### Data rows
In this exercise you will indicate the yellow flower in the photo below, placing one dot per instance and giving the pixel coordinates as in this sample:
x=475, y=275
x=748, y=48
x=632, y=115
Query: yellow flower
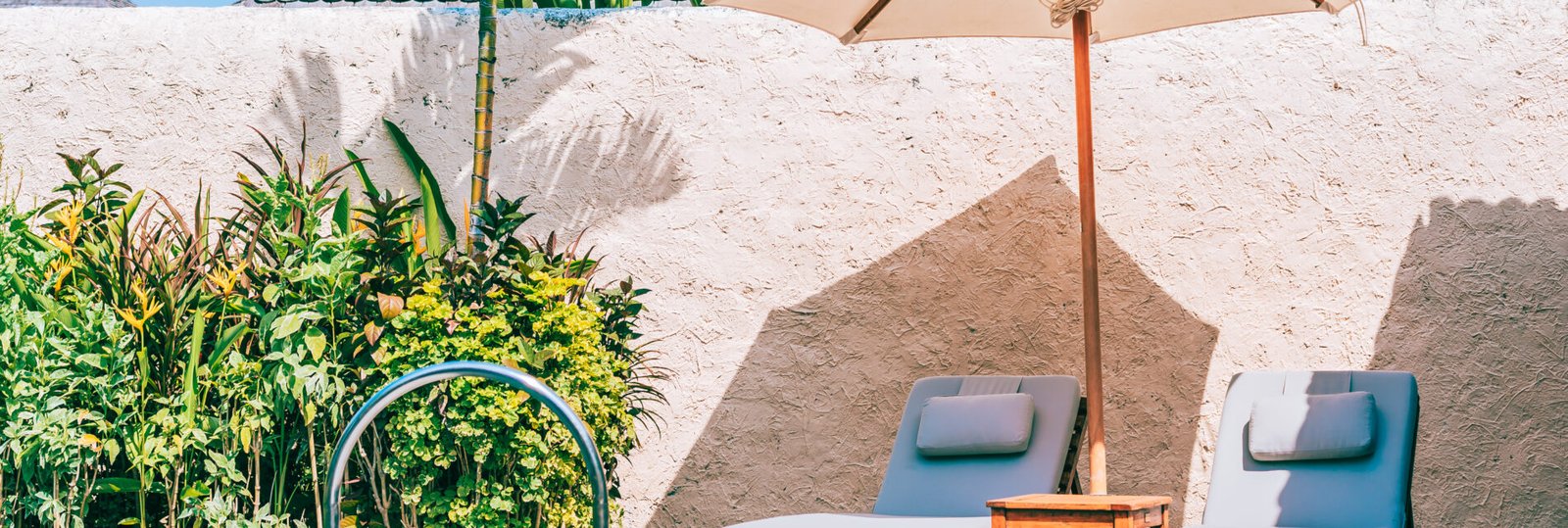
######
**Challenge:** Turn every line of the items above into a numbered list, skipping any blank lines. Leave the pictures out of your answer.

**Output:**
1. In this exercise you will indicate the yellow flower in the photo below, placing one dot per instance and giving the pixel coordinates as in this sample:
2. x=475, y=275
3. x=748, y=48
4. x=632, y=115
5. Query: yellow flower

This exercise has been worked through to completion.